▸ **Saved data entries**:
↓

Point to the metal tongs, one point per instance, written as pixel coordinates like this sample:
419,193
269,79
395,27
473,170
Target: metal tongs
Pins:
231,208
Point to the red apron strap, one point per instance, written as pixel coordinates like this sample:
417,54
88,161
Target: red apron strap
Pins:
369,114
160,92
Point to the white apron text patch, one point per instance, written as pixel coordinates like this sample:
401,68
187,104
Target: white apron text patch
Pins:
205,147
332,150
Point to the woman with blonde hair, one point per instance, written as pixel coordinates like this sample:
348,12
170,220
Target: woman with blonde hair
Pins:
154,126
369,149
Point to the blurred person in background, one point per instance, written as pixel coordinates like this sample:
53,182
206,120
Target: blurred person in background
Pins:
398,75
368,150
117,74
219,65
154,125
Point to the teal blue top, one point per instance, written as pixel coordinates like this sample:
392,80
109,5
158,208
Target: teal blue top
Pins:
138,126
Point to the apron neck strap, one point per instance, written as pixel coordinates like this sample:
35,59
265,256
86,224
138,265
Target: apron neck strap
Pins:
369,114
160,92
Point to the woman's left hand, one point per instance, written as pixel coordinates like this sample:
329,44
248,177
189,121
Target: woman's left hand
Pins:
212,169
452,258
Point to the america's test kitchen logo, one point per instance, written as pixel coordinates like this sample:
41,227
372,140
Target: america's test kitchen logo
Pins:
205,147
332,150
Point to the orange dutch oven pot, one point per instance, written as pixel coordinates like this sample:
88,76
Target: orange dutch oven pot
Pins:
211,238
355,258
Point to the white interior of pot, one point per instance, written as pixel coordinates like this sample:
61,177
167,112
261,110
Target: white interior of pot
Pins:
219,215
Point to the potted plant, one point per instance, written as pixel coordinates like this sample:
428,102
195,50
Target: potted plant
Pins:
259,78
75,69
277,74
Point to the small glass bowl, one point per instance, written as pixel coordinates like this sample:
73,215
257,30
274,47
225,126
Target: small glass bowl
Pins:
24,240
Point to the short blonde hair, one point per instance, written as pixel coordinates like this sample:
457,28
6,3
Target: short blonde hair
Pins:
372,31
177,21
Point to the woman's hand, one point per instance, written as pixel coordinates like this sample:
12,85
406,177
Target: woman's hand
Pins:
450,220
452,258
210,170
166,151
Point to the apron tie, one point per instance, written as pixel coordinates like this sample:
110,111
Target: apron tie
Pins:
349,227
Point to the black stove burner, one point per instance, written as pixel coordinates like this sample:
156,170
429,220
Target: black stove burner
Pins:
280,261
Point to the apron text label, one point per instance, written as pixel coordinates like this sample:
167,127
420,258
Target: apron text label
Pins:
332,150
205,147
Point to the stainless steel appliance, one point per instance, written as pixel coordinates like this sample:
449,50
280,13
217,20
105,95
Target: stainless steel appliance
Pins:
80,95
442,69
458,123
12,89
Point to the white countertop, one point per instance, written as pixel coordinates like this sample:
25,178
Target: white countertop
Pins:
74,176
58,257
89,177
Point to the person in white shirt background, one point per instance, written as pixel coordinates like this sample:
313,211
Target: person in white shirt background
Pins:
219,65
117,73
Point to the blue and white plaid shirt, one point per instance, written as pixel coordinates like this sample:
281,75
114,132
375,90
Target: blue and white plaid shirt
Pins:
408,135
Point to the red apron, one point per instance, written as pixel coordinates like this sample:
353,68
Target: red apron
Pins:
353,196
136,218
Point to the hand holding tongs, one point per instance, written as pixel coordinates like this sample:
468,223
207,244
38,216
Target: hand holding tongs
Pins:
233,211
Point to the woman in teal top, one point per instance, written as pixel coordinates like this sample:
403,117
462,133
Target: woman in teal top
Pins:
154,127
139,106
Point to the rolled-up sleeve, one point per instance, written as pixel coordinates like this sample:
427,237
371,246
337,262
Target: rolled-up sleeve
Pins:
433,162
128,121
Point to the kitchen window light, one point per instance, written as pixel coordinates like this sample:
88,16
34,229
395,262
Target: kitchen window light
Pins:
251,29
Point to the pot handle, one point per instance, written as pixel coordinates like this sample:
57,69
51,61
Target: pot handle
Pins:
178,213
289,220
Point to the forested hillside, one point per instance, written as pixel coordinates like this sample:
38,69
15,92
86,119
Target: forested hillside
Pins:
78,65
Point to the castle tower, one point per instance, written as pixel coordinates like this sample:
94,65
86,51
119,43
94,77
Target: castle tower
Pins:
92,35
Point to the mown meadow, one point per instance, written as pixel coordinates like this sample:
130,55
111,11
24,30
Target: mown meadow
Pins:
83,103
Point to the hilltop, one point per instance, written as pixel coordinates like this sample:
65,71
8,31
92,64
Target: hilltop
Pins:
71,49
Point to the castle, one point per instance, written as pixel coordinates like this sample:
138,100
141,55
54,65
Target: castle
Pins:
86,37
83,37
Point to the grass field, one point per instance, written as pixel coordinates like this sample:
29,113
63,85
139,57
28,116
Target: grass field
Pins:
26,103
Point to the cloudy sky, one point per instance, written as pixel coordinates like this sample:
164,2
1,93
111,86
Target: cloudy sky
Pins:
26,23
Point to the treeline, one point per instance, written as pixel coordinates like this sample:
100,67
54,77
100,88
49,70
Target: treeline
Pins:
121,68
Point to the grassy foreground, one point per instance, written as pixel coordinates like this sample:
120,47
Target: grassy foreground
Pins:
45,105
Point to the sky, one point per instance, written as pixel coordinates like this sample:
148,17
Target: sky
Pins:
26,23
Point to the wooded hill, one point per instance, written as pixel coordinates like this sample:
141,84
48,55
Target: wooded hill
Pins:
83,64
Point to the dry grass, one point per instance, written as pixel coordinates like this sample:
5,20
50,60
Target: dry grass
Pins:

↑

▸ **WHAT NEEDS TO BE DONE**:
Look through the data above. Find each line with the string "grassy" and copy it.

▸ **OUTPUT OF THE EXERCISE**:
Point to the grassy foreground, one point per instance, written as pixel coordinates like this sample:
Target: grassy foreground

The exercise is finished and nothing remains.